(Do this): Reproduce the material word for word, starting with its very first line and continuing through the line that contains "point(223, 167)", with both of those lines included.

(Data entries):
##############################
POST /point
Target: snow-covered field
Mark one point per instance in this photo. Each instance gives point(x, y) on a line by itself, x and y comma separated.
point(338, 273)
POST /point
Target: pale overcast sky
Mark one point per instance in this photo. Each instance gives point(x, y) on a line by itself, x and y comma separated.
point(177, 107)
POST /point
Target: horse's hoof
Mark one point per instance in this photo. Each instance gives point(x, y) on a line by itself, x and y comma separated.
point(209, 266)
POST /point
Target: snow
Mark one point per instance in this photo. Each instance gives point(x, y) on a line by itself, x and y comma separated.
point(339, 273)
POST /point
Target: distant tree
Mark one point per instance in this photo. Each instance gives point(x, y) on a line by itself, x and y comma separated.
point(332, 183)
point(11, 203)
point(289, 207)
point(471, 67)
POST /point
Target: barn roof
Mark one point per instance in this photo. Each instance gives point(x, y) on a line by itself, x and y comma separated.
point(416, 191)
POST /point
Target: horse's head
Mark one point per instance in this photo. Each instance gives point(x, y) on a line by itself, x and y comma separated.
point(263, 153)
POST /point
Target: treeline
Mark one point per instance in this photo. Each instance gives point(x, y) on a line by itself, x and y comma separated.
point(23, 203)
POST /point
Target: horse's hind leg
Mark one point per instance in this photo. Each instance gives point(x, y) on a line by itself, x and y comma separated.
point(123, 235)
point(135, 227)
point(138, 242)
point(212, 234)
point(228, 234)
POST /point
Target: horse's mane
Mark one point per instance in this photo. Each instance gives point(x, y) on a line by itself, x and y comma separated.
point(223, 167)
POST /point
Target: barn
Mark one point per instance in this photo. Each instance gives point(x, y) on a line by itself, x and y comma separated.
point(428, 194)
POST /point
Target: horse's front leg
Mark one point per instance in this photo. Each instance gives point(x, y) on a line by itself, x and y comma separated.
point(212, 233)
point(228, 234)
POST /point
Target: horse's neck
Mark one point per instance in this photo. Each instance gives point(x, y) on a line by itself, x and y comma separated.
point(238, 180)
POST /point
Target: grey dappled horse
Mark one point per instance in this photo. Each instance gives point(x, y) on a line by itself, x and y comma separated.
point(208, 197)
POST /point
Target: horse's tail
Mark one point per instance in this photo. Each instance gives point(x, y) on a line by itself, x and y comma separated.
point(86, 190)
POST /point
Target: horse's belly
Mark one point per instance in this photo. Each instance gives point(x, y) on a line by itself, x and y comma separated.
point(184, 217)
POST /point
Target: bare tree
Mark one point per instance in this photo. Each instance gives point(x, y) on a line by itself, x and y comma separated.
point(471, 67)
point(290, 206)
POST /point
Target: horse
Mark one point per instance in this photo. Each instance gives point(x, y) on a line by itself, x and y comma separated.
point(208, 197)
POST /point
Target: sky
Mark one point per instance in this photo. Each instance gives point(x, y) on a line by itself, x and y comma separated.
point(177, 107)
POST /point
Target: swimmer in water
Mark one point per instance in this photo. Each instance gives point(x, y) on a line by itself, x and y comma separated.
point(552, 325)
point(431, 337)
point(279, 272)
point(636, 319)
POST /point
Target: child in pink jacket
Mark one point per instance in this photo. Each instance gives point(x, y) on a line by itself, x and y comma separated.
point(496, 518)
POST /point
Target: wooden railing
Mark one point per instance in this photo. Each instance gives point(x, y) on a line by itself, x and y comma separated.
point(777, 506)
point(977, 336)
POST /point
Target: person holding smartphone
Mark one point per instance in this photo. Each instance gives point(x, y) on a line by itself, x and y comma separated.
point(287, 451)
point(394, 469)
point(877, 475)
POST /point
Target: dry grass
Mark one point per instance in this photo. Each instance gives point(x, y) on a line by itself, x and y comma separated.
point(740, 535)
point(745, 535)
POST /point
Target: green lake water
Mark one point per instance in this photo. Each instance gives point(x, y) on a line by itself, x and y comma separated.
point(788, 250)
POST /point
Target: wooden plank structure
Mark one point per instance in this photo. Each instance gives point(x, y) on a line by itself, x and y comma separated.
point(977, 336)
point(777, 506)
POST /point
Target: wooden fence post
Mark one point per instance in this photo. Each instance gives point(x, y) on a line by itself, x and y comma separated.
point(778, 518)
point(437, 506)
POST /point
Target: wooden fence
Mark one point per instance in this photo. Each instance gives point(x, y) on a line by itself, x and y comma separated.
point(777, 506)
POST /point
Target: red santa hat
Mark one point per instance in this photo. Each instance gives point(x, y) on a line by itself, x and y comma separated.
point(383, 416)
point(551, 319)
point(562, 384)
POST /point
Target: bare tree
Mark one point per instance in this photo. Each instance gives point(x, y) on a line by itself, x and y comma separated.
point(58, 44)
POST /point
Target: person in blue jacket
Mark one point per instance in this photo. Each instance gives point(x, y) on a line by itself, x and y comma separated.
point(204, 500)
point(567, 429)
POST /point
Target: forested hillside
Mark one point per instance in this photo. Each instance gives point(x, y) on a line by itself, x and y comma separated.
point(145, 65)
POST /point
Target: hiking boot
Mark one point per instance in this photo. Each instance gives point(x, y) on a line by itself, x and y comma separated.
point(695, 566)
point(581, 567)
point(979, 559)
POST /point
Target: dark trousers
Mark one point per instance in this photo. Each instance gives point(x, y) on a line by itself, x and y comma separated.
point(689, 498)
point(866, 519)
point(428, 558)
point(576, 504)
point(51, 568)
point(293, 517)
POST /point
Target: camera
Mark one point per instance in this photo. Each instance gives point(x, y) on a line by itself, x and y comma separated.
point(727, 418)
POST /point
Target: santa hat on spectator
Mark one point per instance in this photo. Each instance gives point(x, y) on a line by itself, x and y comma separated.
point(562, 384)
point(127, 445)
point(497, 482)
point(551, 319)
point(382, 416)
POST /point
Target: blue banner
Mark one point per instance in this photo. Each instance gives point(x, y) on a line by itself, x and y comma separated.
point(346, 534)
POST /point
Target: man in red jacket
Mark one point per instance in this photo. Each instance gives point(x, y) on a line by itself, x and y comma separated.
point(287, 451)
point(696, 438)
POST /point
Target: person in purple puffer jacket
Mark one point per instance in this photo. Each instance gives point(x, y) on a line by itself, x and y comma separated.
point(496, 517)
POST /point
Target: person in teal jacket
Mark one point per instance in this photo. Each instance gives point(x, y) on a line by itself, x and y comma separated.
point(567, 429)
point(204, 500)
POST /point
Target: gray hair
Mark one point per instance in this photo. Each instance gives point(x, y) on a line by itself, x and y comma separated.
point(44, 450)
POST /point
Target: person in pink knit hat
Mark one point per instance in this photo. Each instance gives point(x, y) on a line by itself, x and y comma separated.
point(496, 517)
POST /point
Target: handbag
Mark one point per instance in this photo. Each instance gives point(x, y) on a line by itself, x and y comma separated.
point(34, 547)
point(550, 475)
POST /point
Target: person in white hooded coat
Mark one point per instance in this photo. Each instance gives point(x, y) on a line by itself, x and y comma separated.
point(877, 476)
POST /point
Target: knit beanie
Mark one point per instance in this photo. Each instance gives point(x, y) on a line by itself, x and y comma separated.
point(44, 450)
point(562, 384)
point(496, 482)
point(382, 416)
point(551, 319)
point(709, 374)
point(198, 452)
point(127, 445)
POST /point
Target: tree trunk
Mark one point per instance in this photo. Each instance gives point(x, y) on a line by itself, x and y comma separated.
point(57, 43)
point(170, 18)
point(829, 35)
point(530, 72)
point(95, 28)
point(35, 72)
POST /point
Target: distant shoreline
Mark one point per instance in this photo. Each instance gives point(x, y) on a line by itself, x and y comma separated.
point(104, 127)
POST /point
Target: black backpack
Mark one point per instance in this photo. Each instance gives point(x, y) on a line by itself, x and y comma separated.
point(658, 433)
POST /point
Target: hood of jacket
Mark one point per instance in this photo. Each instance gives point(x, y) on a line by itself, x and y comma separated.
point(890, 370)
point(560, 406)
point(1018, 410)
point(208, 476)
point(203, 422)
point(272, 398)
##############################
(Task answer):
POST /point
Target: snow-covered field
Mark one point per instance in this photo. Each instance gives point(x, y) on a line by itself, x and y comma separated.
point(338, 273)
POST /point
Target: pale overcast sky
Mark one point per instance in this photo. Each instance gives point(x, y) on a line by itself, x and y comma separated.
point(177, 107)
POST /point
Target: horse's hoof
Mark one point per instance in this photo. Each instance gives point(x, y) on a line by itself, x and y comma separated.
point(209, 266)
POST /point
Target: snow
Mark one point per instance in this photo. Each instance gives point(x, y) on a line by itself, x and y comma separated.
point(339, 273)
POST /point
Target: distant tree
Mark one point per instance in this photo. Each instance gives point(x, y) on a line by itself, x and y comma separated.
point(332, 183)
point(11, 203)
point(289, 207)
point(471, 67)
POST /point
Target: barn roof
Mark one point per instance in this photo. Each instance gives point(x, y) on a line by itself, x and y comma separated.
point(416, 191)
POST /point
Target: horse's head
Mark one point per instance in this photo. Each instance gives point(x, y) on a line by itself, x and y comma separated.
point(263, 153)
POST /point
Target: treeline
Mark one point per instance in this photo. Each instance gives point(x, y) on a line by itself, x and y comma separated.
point(23, 203)
POST /point
Target: horse's hind leg
Mark one point per instance in this photo. Each instance gives point(x, y) on a line by itself, x and y comma separated.
point(123, 235)
point(135, 227)
point(138, 242)
point(212, 234)
point(228, 234)
POST /point
Target: horse's mane
Mark one point per instance in this photo. Each instance gives point(x, y) on a line by itself, x and y comma separated.
point(223, 167)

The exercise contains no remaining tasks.